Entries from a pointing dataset
------------------------------------

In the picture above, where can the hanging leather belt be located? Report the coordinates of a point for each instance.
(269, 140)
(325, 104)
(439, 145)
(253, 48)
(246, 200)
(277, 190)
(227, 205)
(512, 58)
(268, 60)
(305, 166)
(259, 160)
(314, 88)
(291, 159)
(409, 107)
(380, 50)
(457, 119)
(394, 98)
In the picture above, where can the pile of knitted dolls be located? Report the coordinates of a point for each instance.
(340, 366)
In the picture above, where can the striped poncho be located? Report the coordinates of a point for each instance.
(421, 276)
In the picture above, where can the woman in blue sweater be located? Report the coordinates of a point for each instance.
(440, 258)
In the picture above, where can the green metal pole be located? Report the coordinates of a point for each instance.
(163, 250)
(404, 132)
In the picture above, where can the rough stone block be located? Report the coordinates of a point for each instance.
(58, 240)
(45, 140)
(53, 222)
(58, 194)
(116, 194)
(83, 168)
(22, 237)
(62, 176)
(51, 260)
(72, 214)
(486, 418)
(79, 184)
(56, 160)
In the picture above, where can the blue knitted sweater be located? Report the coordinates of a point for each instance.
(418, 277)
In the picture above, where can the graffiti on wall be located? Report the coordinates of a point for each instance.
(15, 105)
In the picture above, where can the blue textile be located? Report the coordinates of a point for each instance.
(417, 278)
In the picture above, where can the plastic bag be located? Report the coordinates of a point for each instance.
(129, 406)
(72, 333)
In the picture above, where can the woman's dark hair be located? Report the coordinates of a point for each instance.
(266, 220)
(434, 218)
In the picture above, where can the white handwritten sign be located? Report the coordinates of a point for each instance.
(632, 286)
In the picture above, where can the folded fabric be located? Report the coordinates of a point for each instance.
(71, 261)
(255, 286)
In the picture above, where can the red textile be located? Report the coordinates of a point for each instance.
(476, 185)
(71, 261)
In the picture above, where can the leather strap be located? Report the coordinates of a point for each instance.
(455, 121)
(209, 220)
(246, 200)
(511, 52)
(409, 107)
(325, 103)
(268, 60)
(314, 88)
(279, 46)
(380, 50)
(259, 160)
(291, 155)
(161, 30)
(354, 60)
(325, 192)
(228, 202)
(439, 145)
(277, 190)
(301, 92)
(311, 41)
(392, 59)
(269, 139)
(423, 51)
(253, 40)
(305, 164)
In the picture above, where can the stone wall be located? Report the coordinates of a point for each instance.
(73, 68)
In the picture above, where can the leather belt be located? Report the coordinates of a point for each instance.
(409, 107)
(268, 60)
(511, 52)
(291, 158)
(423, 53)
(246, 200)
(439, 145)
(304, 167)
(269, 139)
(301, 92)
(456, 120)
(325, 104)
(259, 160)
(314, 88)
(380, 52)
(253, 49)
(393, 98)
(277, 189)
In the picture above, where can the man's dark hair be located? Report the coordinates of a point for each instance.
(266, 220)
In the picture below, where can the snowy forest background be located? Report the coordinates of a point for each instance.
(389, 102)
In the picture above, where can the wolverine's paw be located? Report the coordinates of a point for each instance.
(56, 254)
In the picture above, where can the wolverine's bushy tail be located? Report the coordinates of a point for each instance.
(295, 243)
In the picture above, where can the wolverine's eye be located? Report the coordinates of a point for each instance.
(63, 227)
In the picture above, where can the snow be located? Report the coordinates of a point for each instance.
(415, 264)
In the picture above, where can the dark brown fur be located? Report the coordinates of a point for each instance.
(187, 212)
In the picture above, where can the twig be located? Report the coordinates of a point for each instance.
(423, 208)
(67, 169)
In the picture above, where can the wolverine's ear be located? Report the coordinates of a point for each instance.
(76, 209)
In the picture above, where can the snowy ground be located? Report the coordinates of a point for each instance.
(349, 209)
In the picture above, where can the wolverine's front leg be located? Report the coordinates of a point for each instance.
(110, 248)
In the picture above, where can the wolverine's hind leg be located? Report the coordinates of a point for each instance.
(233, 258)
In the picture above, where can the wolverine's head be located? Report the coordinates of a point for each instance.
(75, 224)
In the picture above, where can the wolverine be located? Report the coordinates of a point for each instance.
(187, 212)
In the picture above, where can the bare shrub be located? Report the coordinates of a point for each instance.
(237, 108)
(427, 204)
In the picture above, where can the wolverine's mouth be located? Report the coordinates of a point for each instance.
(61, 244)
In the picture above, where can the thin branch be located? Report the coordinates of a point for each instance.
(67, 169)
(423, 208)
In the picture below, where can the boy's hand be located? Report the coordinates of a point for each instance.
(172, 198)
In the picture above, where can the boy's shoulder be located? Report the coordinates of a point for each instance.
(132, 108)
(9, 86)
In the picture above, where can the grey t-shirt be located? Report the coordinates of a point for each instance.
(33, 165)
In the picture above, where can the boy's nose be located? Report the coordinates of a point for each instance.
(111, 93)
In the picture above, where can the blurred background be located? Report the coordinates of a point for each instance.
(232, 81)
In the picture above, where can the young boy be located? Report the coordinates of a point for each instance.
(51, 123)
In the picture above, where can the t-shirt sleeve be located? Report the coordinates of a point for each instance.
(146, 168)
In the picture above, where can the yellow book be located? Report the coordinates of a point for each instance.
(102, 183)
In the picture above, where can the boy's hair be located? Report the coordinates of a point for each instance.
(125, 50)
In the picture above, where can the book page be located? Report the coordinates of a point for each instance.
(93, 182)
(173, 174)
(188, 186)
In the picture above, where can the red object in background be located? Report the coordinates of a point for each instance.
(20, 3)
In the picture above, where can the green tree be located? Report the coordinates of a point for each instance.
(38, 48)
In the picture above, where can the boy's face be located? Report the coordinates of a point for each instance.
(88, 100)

------------------------------------

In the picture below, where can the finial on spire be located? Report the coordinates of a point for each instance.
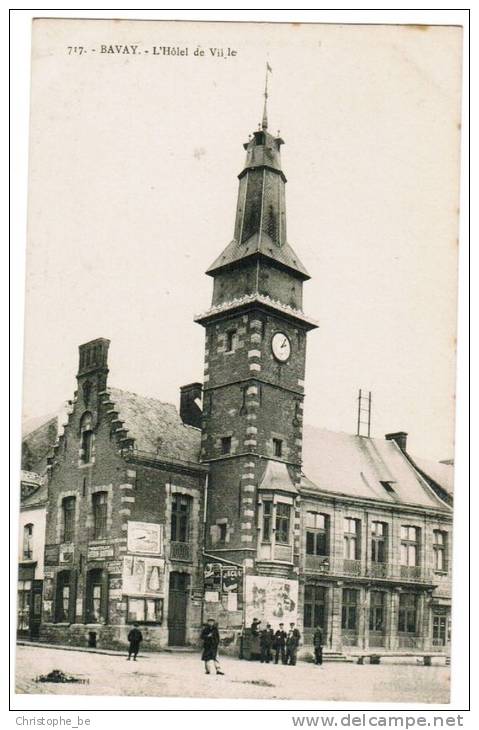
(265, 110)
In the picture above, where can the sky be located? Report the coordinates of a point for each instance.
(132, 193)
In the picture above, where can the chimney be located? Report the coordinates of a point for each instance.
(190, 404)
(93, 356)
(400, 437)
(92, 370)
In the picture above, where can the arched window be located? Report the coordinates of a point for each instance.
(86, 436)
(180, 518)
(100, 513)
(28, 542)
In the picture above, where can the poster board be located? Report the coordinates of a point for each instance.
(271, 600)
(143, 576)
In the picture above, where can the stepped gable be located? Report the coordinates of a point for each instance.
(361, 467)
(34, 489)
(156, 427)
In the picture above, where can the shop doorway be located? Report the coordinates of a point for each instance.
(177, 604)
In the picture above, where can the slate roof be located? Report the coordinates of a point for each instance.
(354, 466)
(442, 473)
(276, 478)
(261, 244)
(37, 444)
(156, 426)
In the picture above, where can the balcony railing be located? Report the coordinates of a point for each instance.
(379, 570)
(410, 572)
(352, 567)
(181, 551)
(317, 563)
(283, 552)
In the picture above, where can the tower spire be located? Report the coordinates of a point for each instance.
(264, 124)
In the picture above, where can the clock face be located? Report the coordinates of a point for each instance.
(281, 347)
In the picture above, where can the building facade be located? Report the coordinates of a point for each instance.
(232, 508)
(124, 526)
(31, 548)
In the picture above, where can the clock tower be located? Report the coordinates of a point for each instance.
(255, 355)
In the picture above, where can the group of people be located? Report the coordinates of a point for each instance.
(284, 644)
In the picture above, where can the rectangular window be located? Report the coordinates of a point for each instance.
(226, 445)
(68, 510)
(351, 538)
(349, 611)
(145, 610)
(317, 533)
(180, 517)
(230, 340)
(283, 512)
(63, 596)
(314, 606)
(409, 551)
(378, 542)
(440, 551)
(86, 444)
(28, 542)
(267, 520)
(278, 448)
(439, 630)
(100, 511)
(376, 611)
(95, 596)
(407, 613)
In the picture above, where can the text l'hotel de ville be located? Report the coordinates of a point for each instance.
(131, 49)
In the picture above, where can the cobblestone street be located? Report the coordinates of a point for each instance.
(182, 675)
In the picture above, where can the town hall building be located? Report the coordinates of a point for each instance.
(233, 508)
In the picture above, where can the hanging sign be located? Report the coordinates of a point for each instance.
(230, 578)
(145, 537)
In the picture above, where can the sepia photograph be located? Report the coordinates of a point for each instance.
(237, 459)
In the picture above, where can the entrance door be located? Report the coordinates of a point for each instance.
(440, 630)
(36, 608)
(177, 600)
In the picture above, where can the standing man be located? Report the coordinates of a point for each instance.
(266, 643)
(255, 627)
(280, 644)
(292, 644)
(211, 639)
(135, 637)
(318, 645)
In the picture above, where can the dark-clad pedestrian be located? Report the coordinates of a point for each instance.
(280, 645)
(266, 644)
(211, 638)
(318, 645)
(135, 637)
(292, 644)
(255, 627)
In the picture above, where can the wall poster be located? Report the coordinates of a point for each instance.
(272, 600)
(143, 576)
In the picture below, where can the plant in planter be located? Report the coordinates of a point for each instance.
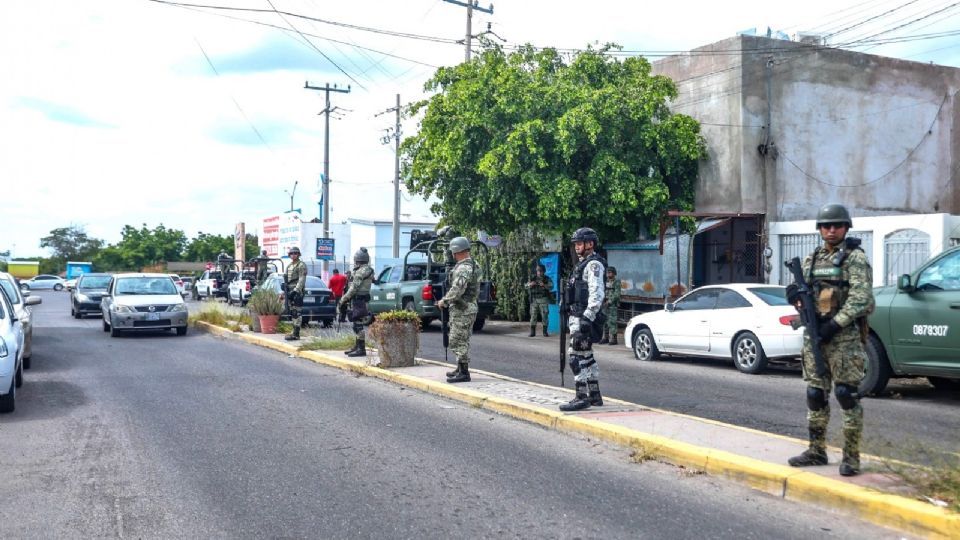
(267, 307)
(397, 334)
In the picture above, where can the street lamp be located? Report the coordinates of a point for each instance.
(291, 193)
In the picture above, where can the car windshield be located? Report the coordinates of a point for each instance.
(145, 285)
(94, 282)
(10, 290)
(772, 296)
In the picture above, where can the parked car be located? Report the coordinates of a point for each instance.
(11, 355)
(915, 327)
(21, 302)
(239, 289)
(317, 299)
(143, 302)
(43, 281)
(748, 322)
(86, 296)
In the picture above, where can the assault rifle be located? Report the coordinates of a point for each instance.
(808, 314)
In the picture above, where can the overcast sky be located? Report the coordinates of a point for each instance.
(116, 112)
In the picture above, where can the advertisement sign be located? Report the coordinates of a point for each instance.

------------------------------------

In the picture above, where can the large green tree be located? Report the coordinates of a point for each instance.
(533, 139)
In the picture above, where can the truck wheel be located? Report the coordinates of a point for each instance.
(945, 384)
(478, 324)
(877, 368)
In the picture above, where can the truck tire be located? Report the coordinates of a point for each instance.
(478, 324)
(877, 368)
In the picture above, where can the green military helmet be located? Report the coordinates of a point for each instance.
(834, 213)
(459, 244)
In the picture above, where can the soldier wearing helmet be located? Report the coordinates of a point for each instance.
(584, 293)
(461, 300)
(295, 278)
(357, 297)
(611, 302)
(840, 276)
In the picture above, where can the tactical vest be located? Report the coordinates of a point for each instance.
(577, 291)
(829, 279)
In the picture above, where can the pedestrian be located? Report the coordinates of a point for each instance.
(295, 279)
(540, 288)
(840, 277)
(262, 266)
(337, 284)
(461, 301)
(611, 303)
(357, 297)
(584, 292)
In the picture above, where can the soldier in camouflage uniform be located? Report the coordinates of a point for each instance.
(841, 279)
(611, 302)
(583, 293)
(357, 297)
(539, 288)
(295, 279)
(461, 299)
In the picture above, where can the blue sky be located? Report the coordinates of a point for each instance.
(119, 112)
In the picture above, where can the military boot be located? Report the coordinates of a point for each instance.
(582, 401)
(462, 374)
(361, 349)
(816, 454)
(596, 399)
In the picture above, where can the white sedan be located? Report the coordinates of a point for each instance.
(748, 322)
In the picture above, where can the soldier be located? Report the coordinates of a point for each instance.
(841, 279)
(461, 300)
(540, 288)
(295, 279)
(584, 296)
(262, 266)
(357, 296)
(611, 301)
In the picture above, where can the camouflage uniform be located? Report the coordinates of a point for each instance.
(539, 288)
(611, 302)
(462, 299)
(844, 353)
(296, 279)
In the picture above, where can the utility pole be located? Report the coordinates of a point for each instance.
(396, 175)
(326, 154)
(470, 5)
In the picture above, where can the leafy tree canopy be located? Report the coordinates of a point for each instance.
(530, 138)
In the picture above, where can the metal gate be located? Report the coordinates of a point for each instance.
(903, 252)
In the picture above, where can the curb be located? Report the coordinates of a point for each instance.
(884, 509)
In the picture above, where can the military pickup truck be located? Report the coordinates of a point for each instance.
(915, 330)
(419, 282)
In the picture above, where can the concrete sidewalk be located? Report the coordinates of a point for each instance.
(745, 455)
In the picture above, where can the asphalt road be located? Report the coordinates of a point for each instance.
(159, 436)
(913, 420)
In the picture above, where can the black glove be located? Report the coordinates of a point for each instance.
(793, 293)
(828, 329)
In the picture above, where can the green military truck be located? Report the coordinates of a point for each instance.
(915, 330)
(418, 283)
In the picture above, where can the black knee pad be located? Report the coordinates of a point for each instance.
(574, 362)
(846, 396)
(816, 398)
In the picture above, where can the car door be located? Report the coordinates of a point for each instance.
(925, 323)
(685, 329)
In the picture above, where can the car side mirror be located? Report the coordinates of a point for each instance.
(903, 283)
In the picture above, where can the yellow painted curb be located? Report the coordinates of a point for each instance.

------------------------------------

EXERCISE GOAL -
Rewrite the stretch of data from the line containing "In the picture above, where can the military pickup" through the line containing "In the picture above, where can the yellow painted", swapping each "military" for "army" and keeping every other character the same.

RESULT FOR THIS TASK -
In the picture above, where can the army pickup truck be located? Report the coordinates of a point for each instance.
(915, 330)
(419, 282)
In the picture above, where can the concrete sidewalk be located? Report the coordinates of a point for each instance.
(745, 455)
In the picture above, where can the asphalt road be located? Report the coordinates of a point for each instance.
(159, 436)
(913, 420)
In the picture above, where can the black glove be located? Report the coordinates of a point for each instance.
(793, 293)
(828, 329)
In the picture above, where can the green army truck be located? Report the coordinates of a point for each instance.
(915, 330)
(418, 283)
In the picture above, where can the black knee pad be located? Report the coordinates of a point for each instance.
(574, 362)
(846, 396)
(816, 398)
In the picture above, where can the car door be located? Report the coordinates of a point for each instance.
(925, 323)
(685, 329)
In the picture above, where can the car side mirror be located? Report the coordinates of a point for each instance.
(903, 283)
In the picture above, where can the yellow painted curb be located? Report the coordinates of a point for each instance.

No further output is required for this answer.